The company has moderate organic capital expenditure (capex) plan of Rs 20-45 crore annually over the medium term. Going forward improvement in profitability coupled with judicious funding of capex is likely to improve debt/EBITDA below 1.0 times and gearing below 0.6 times over medium term. Furthermore, debt protection metrics is expected to improve with interest cover above 7 times over the medium term, on account of interest subvention of 5% on packing credit facility and paring down of high interest term loans.
The group has financial flexibility of fund infusion from TA, global private equity firm, which acquired 54.39% stake in January 2021.
CRISIL Ratings is given to understand that TA will remain invested for five years and there is no obligation on OAHL or the promoter family to provide an exit or assured return to TA. Further, TA has financial flexibility to provide additional fund infusion to support OAHL’s growth plans and acquisitions, if any. Any larger than expected debt funded acquisition or capex could adversely impact the group’s financial risk profile and will remain the key monitorable.

(Point-per-instance localization data)

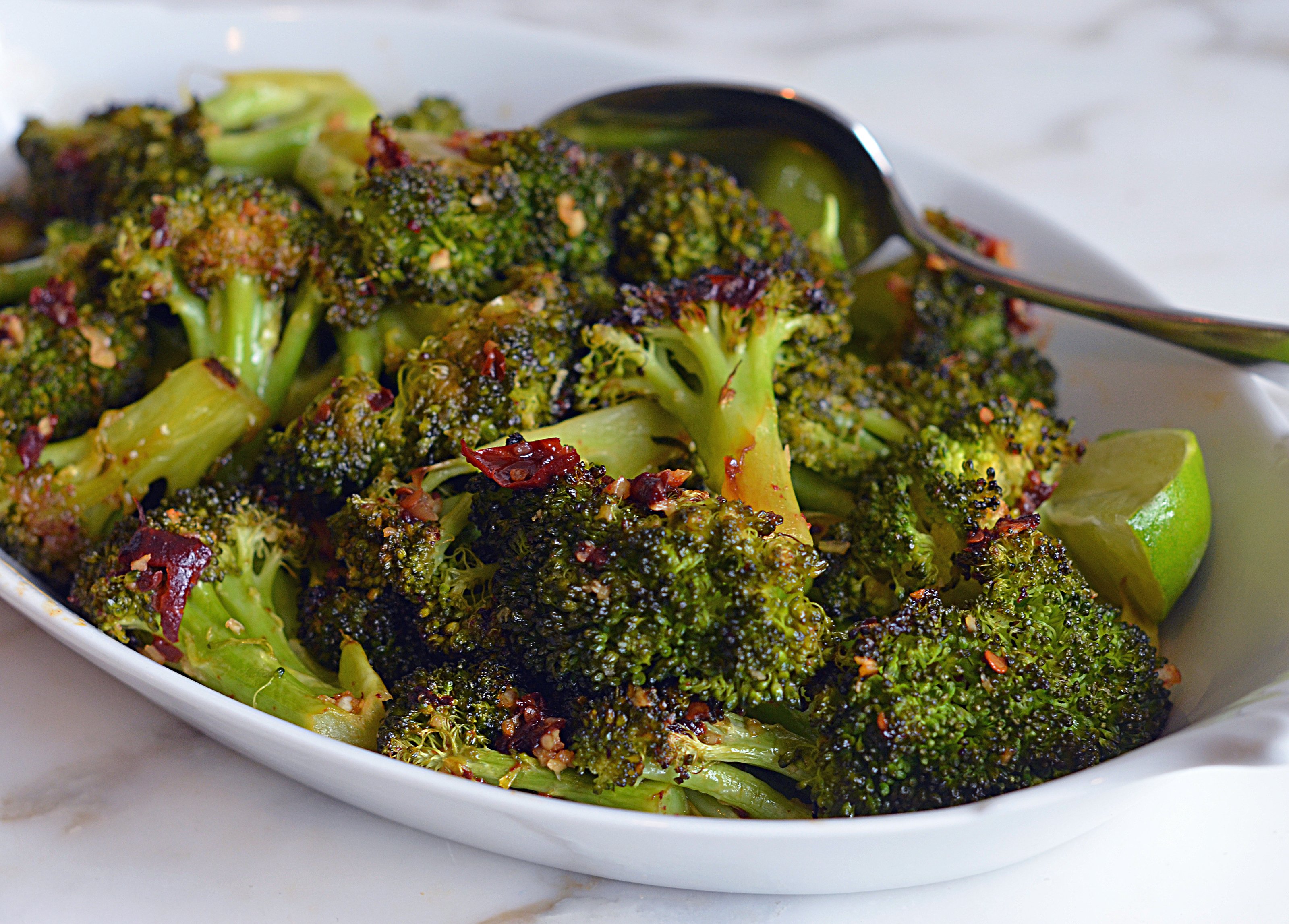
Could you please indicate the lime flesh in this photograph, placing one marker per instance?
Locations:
(1135, 517)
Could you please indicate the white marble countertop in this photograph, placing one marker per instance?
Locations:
(1155, 128)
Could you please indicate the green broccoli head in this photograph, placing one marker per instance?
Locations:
(208, 585)
(450, 229)
(225, 258)
(113, 161)
(493, 369)
(922, 504)
(437, 115)
(65, 361)
(709, 351)
(609, 582)
(1030, 680)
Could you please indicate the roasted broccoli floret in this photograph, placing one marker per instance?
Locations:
(480, 722)
(114, 160)
(930, 498)
(65, 360)
(226, 257)
(432, 114)
(611, 582)
(708, 351)
(57, 499)
(940, 704)
(207, 585)
(262, 120)
(633, 734)
(450, 229)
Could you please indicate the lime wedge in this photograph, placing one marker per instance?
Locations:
(1135, 517)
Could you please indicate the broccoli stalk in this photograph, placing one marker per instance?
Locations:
(207, 587)
(69, 494)
(265, 119)
(708, 352)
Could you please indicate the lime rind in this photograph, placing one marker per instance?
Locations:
(1136, 519)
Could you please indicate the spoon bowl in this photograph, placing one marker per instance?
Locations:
(802, 153)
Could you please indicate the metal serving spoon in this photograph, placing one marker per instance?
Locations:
(739, 127)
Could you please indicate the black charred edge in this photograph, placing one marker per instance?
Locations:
(736, 288)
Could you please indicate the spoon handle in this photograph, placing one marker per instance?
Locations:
(1242, 342)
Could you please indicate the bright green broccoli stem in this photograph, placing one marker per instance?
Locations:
(307, 311)
(819, 495)
(176, 432)
(194, 316)
(361, 350)
(747, 742)
(19, 279)
(725, 397)
(236, 645)
(524, 774)
(628, 438)
(735, 788)
(267, 118)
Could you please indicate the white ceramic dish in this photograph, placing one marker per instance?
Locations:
(1230, 635)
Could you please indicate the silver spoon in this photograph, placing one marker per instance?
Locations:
(730, 124)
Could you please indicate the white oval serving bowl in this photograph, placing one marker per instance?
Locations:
(1229, 636)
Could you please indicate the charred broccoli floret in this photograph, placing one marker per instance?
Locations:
(940, 704)
(114, 160)
(65, 360)
(708, 351)
(610, 582)
(450, 229)
(449, 719)
(933, 496)
(207, 585)
(226, 257)
(57, 499)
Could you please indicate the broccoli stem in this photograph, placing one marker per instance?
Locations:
(174, 432)
(20, 277)
(361, 350)
(626, 438)
(524, 774)
(747, 742)
(819, 494)
(726, 401)
(236, 645)
(249, 327)
(306, 314)
(735, 788)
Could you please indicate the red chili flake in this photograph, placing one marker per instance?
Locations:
(1034, 493)
(590, 553)
(1006, 526)
(698, 712)
(528, 723)
(221, 372)
(160, 234)
(383, 150)
(70, 160)
(167, 651)
(653, 492)
(493, 361)
(34, 440)
(56, 301)
(324, 410)
(524, 464)
(180, 558)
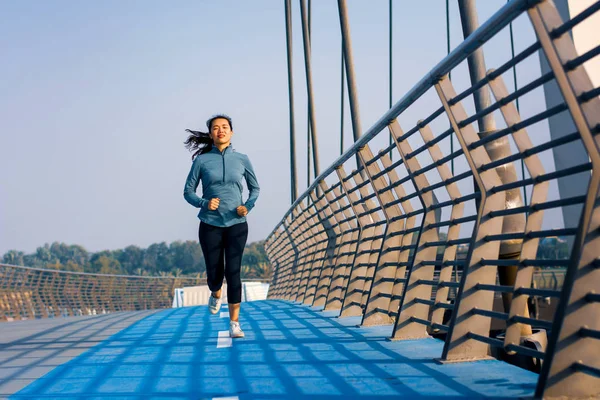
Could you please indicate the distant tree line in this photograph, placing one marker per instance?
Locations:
(185, 258)
(159, 259)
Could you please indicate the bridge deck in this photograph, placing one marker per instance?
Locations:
(290, 351)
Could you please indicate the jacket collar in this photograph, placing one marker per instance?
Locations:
(227, 149)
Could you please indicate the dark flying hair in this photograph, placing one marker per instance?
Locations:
(200, 142)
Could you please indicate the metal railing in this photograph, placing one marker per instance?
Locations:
(381, 241)
(30, 293)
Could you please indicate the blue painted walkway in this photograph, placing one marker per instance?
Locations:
(290, 351)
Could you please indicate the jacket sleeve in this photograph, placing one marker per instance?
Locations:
(191, 184)
(252, 183)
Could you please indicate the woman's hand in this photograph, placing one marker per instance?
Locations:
(213, 204)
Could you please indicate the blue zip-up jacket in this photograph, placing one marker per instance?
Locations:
(221, 174)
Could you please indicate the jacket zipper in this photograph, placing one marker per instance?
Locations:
(223, 155)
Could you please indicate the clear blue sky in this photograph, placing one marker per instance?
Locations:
(96, 97)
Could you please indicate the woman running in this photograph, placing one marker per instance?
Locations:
(223, 227)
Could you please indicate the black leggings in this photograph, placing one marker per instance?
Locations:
(223, 249)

*ACTIVITY*.
Copy the rating text starting with "The company has" and going on through "in January 2021.", and swap "medium term" for "long term" wherever it appears. This data has no connection to the rating text.

*SOLUTION FOR THIS TASK*.
The company has moderate organic capital expenditure (capex) plan of Rs 20-45 crore annually over the long term. Going forward improvement in profitability coupled with judicious funding of capex is likely to improve debt/EBITDA below 1.0 times and gearing below 0.6 times over long term. Furthermore, debt protection metrics is expected to improve with interest cover above 7 times over the long term, on account of interest subvention of 5% on packing credit facility and paring down of high interest term loans.
The group has financial flexibility of fund infusion from TA, global private equity firm, which acquired 54.39% stake in January 2021.